#### DATASET RECORDS:
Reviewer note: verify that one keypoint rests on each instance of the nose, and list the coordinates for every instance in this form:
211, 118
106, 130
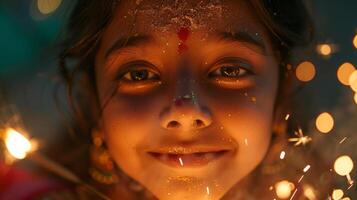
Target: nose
185, 114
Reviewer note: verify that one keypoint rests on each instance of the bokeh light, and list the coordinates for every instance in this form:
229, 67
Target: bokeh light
324, 122
17, 144
48, 6
337, 194
305, 71
353, 81
309, 192
355, 41
282, 155
283, 189
324, 49
344, 72
343, 165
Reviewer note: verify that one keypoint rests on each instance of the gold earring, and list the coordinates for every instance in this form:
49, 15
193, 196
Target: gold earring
102, 167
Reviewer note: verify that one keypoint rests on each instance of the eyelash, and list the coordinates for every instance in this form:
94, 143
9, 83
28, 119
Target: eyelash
240, 71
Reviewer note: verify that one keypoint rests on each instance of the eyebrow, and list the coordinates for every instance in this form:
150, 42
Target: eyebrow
129, 41
244, 37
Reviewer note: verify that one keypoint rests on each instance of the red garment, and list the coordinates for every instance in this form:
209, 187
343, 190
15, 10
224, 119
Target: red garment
19, 184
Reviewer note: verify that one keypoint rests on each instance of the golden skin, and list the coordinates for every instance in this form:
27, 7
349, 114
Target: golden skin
235, 112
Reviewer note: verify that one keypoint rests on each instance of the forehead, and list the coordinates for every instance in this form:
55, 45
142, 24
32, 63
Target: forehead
143, 16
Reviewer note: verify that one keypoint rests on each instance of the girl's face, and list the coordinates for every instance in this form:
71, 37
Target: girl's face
188, 90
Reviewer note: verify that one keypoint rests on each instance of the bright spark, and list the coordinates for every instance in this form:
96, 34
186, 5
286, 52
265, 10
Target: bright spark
343, 140
246, 142
292, 196
300, 139
301, 178
282, 155
287, 116
181, 162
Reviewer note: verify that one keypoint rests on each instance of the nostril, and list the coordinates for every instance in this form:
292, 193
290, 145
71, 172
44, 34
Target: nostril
173, 124
198, 123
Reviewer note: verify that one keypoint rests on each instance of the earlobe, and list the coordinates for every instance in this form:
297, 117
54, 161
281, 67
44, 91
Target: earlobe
102, 167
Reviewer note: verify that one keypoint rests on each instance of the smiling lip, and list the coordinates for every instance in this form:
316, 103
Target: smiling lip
182, 157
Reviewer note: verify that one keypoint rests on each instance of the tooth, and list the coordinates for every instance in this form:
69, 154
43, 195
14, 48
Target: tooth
209, 156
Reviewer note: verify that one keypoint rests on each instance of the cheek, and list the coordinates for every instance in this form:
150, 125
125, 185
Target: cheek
126, 123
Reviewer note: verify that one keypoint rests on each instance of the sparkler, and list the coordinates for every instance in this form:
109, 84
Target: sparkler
282, 155
20, 147
343, 167
301, 139
283, 189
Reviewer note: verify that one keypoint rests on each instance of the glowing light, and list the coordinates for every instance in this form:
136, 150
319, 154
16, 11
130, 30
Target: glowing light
300, 139
343, 140
246, 142
181, 162
48, 6
287, 116
306, 168
337, 194
17, 145
305, 71
324, 49
343, 165
353, 81
282, 155
324, 122
309, 192
283, 189
344, 72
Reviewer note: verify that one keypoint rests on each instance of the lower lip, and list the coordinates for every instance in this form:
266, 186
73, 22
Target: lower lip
188, 160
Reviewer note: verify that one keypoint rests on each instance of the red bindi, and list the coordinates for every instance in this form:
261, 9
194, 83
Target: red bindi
183, 34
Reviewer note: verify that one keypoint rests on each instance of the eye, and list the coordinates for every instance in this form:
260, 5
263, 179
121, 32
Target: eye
231, 71
136, 75
138, 72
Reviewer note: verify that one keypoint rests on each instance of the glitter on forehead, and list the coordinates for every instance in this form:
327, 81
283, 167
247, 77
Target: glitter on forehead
181, 13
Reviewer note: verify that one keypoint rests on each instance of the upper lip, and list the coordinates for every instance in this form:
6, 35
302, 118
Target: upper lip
188, 149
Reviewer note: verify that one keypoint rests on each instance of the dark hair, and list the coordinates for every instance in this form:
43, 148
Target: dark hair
288, 23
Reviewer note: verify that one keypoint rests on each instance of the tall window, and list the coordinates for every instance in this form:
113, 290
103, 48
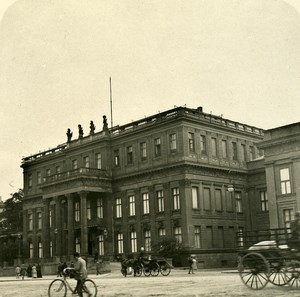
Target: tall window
88, 209
176, 198
173, 142
224, 148
30, 222
238, 202
147, 240
131, 205
99, 161
74, 164
197, 237
234, 151
101, 244
143, 150
86, 162
214, 147
129, 155
39, 177
288, 217
207, 199
195, 198
191, 142
133, 242
160, 201
77, 212
146, 204
100, 208
285, 182
120, 243
118, 208
203, 144
39, 214
117, 158
218, 198
264, 201
178, 234
157, 147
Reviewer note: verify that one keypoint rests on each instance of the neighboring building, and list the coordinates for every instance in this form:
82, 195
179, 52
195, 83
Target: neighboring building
121, 189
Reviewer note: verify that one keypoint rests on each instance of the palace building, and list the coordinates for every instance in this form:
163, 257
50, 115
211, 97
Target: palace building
182, 173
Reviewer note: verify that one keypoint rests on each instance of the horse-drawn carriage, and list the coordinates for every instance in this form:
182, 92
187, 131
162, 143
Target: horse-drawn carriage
270, 256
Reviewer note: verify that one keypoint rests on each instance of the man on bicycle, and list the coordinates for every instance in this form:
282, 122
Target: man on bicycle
81, 273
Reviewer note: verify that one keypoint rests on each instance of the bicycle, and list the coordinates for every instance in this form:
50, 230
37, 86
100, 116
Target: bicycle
60, 286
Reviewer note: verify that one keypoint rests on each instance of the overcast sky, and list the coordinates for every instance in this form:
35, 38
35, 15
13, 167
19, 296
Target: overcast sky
239, 59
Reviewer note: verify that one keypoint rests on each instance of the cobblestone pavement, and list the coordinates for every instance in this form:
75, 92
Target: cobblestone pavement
206, 283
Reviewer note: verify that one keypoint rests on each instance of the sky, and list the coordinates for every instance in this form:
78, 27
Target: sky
239, 59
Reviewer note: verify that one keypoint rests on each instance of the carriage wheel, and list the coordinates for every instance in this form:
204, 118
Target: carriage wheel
165, 269
292, 274
154, 270
254, 271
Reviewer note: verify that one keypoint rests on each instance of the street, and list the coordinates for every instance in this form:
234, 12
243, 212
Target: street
207, 283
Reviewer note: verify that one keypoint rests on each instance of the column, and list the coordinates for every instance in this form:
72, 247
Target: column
70, 224
83, 220
46, 229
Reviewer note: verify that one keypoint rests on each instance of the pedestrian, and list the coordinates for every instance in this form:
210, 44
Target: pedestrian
39, 271
33, 271
18, 271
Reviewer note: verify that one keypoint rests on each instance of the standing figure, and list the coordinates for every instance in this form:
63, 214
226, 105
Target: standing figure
80, 132
92, 128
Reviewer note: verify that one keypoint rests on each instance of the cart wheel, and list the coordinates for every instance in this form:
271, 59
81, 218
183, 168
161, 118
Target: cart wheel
292, 274
254, 271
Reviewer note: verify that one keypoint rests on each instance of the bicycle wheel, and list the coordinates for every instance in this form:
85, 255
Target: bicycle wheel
57, 288
89, 288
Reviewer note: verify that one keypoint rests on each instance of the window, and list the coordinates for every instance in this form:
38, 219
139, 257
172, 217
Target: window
285, 183
77, 212
203, 144
30, 222
40, 249
133, 242
207, 199
101, 244
214, 147
120, 243
157, 147
197, 237
218, 198
176, 198
143, 150
234, 151
147, 240
173, 142
146, 204
238, 202
117, 158
195, 198
39, 177
86, 162
264, 201
74, 164
131, 205
288, 217
30, 180
160, 201
129, 155
100, 208
39, 214
178, 234
99, 161
118, 208
88, 209
191, 142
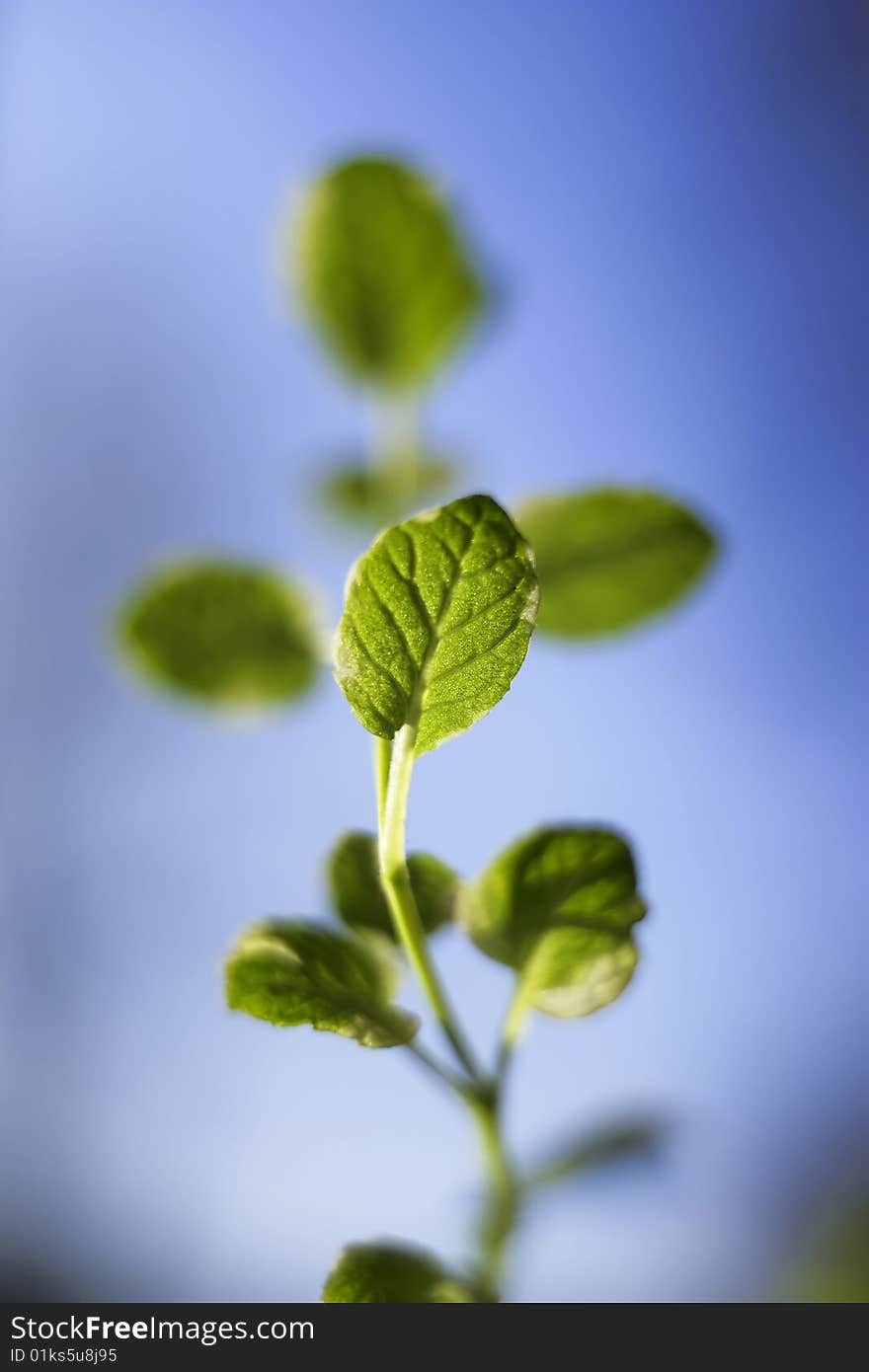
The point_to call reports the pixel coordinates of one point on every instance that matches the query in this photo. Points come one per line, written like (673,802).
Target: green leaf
(558,906)
(378,495)
(227,634)
(623,1142)
(291,971)
(355,883)
(563,876)
(393,1273)
(574,971)
(608,559)
(436,622)
(383,271)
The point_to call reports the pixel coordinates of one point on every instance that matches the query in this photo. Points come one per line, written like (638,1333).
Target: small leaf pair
(559,907)
(292,971)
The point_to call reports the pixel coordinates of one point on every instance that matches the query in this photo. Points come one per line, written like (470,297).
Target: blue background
(672,196)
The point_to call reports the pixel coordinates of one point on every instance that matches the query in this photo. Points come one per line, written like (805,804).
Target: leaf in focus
(558,906)
(608,559)
(355,885)
(383,271)
(436,622)
(574,971)
(378,495)
(563,876)
(228,634)
(291,971)
(393,1273)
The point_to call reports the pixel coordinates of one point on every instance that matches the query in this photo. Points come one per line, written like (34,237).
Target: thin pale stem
(400,894)
(436,1069)
(502,1209)
(396,447)
(383,756)
(514,1024)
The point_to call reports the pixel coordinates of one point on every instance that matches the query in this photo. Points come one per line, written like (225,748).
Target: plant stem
(514,1023)
(393,771)
(436,1069)
(400,894)
(502,1207)
(396,446)
(383,757)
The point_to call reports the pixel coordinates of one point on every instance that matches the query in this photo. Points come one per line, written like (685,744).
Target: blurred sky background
(672,196)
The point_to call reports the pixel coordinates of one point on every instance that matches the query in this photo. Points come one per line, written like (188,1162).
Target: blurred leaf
(833,1268)
(608,559)
(436,622)
(562,876)
(355,883)
(296,973)
(227,634)
(574,971)
(378,495)
(393,1273)
(383,271)
(623,1142)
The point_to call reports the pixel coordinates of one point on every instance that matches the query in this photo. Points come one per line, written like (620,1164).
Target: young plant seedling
(436,622)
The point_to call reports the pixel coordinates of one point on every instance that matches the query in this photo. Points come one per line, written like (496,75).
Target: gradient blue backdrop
(674,199)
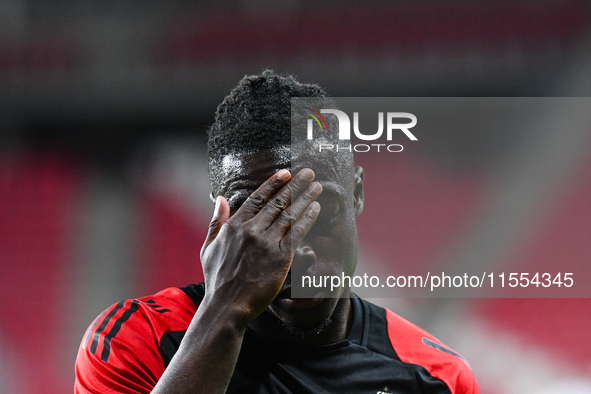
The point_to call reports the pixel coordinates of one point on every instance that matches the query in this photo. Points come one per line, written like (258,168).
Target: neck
(268,325)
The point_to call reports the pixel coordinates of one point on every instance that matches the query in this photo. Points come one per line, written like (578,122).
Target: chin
(303,316)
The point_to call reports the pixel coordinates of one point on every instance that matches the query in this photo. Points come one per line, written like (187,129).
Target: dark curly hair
(255,116)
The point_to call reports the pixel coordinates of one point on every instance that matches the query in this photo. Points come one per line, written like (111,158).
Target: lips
(285,300)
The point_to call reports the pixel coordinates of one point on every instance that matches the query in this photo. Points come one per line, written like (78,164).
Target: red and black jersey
(127,348)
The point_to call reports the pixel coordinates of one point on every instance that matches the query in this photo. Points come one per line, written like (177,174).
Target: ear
(358,191)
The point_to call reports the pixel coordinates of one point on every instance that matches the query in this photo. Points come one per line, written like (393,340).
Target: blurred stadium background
(104,192)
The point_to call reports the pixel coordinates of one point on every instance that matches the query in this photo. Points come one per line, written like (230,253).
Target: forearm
(208,353)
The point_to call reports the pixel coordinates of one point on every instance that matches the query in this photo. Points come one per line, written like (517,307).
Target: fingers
(279,204)
(221,214)
(292,213)
(300,228)
(261,196)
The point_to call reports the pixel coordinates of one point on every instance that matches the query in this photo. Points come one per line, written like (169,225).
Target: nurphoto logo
(392,125)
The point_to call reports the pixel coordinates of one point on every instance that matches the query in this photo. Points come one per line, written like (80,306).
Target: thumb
(221,214)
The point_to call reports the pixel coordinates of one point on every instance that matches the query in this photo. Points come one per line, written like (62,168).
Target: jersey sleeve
(120,351)
(416,346)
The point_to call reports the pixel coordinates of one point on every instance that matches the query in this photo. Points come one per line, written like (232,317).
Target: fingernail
(283,175)
(315,187)
(307,174)
(216,209)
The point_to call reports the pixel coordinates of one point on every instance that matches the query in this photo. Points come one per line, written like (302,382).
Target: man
(241,331)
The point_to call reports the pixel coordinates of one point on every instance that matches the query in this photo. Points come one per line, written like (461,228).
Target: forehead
(245,172)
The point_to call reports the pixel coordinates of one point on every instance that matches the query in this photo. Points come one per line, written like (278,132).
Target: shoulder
(413,345)
(122,350)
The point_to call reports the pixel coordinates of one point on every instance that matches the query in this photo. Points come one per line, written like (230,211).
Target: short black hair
(255,116)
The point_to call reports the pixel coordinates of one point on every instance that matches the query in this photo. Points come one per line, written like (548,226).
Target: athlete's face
(330,247)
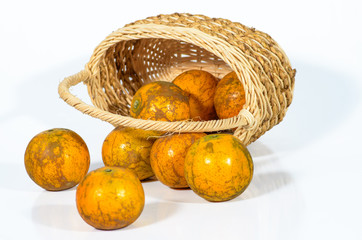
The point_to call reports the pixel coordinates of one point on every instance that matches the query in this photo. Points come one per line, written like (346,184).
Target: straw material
(160,48)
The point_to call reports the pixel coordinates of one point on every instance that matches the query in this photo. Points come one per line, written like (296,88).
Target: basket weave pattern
(159,48)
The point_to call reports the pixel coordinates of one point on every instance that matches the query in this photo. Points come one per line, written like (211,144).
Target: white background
(308,170)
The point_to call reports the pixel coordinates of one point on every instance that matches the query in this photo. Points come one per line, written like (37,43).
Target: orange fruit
(129,148)
(168,157)
(110,198)
(161,101)
(200,85)
(229,96)
(57,159)
(218,167)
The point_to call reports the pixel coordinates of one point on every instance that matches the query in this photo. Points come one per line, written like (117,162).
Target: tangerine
(129,148)
(229,96)
(168,157)
(57,159)
(200,85)
(110,198)
(218,167)
(160,101)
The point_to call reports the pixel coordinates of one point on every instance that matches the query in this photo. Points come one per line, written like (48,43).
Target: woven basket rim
(246,122)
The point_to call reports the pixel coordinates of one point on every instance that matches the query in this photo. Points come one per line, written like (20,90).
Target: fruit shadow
(267,178)
(66,216)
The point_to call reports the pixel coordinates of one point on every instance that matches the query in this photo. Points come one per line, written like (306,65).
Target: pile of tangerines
(217,167)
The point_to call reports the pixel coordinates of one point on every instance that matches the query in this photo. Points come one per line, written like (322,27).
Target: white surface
(308,170)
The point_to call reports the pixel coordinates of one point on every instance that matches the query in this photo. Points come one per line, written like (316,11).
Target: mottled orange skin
(130,148)
(168,157)
(200,85)
(57,159)
(160,101)
(229,96)
(110,198)
(218,167)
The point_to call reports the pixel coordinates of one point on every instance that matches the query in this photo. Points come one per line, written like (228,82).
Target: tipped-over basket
(160,48)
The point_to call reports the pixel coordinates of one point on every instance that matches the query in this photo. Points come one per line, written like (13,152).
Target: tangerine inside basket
(160,48)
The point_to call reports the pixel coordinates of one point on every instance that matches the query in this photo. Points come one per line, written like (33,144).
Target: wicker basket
(159,48)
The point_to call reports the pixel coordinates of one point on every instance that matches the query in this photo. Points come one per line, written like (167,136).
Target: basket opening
(130,64)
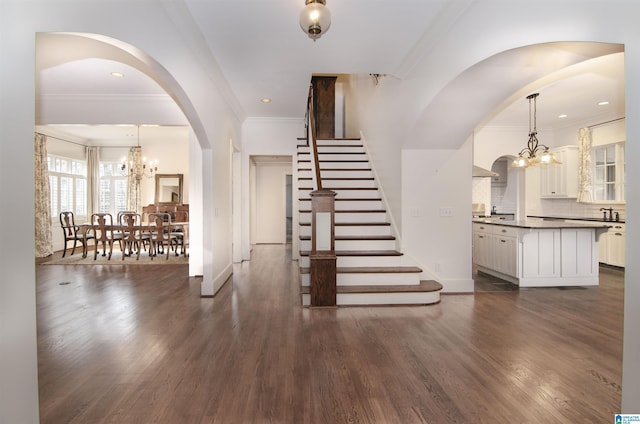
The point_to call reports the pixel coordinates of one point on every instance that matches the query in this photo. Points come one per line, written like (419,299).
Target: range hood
(481,172)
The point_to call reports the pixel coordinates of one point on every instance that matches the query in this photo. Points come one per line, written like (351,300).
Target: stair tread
(337,153)
(350,211)
(357,237)
(371,270)
(342,160)
(357,224)
(340,145)
(340,188)
(349,199)
(343,169)
(425,286)
(360,253)
(347,178)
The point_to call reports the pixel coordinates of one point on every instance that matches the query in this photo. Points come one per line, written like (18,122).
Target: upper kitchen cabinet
(500,169)
(560,180)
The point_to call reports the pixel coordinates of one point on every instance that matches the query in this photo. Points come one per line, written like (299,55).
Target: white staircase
(370,269)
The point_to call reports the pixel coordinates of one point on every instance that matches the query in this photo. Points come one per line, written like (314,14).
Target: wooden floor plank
(138,344)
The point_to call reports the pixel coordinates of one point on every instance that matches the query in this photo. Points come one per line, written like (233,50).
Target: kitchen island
(538,253)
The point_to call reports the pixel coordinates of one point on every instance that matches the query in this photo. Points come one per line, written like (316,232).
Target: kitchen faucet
(604,215)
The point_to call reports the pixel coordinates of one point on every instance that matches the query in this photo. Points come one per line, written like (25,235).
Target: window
(113,188)
(68,185)
(608,172)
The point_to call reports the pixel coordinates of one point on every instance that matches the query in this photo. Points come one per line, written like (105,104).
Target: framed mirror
(168,189)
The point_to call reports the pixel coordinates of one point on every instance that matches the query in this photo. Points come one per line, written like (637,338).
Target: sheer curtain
(584,165)
(93,181)
(133,184)
(42,193)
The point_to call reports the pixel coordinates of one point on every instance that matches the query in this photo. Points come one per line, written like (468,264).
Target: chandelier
(315,18)
(535,153)
(137,166)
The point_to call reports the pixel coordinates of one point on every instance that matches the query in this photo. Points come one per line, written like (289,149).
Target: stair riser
(345,193)
(339,183)
(347,173)
(345,299)
(348,217)
(325,165)
(359,165)
(353,230)
(364,173)
(356,245)
(346,205)
(359,261)
(370,279)
(324,157)
(341,149)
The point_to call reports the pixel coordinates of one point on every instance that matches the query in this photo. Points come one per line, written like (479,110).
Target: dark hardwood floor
(136,344)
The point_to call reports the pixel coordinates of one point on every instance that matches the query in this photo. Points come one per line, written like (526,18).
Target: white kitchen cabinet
(537,253)
(496,247)
(482,246)
(612,245)
(560,180)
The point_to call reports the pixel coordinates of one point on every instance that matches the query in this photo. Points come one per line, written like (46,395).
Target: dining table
(133,236)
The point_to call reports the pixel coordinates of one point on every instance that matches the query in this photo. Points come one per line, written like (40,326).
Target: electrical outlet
(446,211)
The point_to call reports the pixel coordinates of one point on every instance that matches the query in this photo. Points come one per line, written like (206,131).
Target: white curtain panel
(134,163)
(42,194)
(584,166)
(93,180)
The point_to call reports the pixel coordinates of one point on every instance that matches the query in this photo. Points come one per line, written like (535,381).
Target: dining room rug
(116,259)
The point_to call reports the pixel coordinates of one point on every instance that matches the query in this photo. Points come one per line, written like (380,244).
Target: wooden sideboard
(177,212)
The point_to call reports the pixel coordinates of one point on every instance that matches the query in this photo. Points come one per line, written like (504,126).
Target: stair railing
(312,140)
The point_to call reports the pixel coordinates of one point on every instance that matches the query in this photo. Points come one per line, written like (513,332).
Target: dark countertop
(542,224)
(622,221)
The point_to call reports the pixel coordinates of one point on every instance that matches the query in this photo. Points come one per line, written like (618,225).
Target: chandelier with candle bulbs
(138,167)
(535,153)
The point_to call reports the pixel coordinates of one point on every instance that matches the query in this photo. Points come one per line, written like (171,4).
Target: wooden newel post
(323,255)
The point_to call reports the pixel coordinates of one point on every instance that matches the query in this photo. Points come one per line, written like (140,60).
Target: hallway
(132,344)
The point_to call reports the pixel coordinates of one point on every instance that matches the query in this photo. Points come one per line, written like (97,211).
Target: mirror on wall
(168,189)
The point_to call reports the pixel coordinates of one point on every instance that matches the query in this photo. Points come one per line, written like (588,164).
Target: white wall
(432,180)
(266,137)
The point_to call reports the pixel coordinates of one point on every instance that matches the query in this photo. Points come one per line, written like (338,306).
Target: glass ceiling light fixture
(315,18)
(535,153)
(138,166)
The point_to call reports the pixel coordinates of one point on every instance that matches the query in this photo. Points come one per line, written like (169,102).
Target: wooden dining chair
(73,233)
(179,230)
(102,224)
(161,234)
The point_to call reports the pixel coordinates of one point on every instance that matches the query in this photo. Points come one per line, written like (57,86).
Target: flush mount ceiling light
(315,18)
(535,153)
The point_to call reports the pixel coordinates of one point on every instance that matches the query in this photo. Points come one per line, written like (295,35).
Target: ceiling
(268,55)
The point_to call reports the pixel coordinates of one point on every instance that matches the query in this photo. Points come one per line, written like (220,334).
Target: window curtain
(584,166)
(42,194)
(93,181)
(134,161)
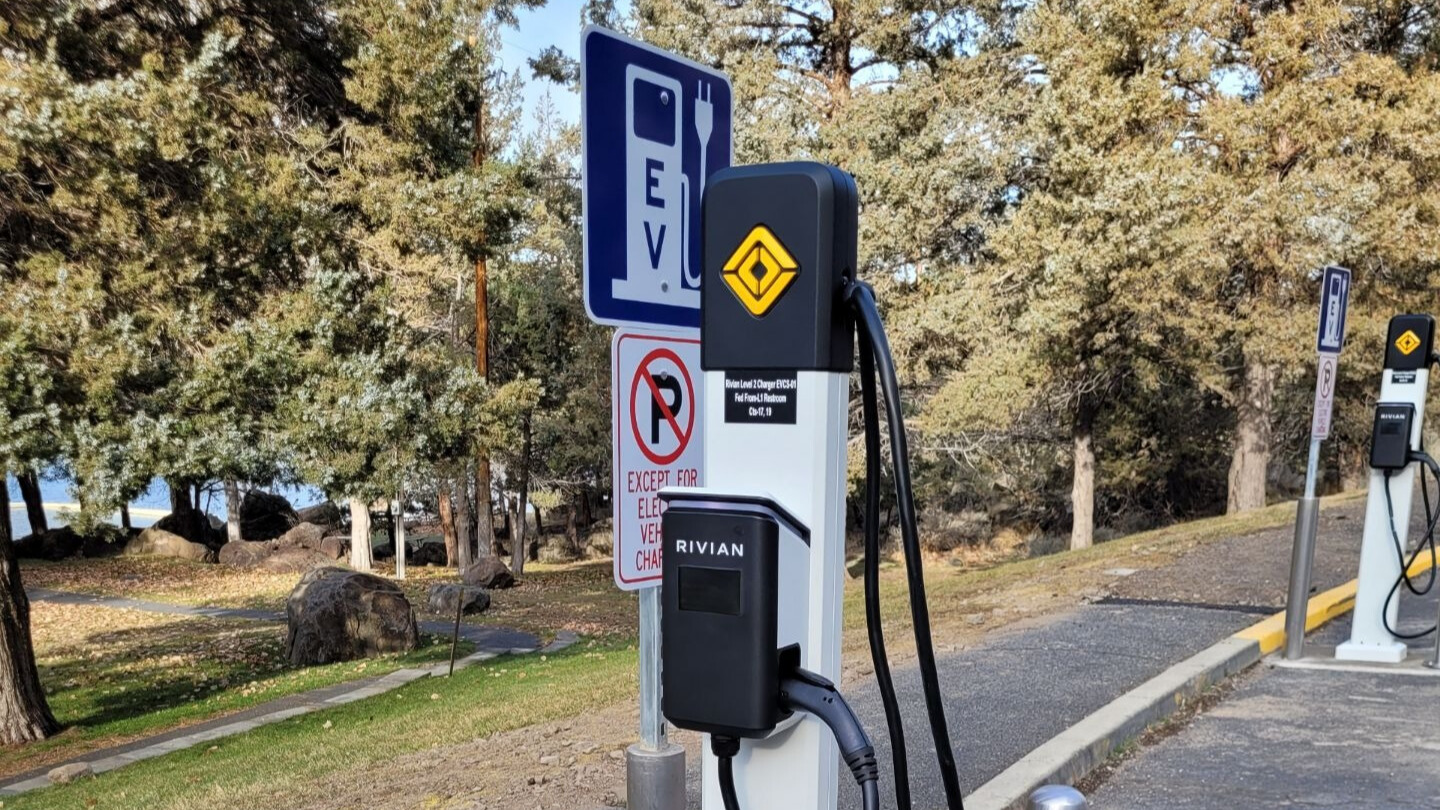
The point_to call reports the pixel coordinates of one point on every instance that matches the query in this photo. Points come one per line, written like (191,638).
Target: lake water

#### EXERCISE DETAILS:
Begin at the first line of the records. Print every line through the one containing "of the girl's" exactly, but skip the pictures.

#### ANSWER BOX:
Reviewer note: verify that one keypoint rests on each instance of the nose, and list the coordinates for every instance in this form:
211, 118
106, 130
Target: nose
185, 114
Reviewer note: verify that one keypoint rests on each instance of the bokeh light, and list the coordinates for every instance in this form:
229, 67
Target: bokeh light
324, 122
17, 144
48, 6
337, 194
305, 71
353, 81
309, 192
355, 41
282, 155
283, 189
324, 49
344, 72
343, 165
Reviewer note: verify that one keypoint rests on each instance of the gold earring, and list the coordinates for every instance in this form:
49, 15
193, 196
Target: gold earring
102, 167
Reviewer note: verify that one keypoint rests on each instance of the eyelash, and list the coordinates for every instance in this form:
94, 143
9, 83
28, 119
Target: eyelash
240, 71
Reviewer note: verify that one keypoint rests on each instance of the eyebrow, and list the coordinates for every instance in this form:
150, 42
Target: eyebrow
129, 41
244, 37
Reviewer note: verify that one keypoint rests on each instance of the red garment, and list the coordinates for every instance in this form:
209, 187
343, 190
15, 10
224, 119
Target: red garment
19, 184
Reviewer note: verify that one keypoint rests on each instance of the golden skin, and list the coordinates for every instance in this form:
27, 7
349, 114
Target: golden skin
235, 112
Reviewer note: verify that one keypoint rests on each instance of the forehead, and list the coordinates for every instance in this form:
55, 45
142, 24
32, 63
Target: forehead
143, 16
Reviewer note: verify that one keypoint rests on each instance of the girl's face, and list the coordinates for every instance in this form:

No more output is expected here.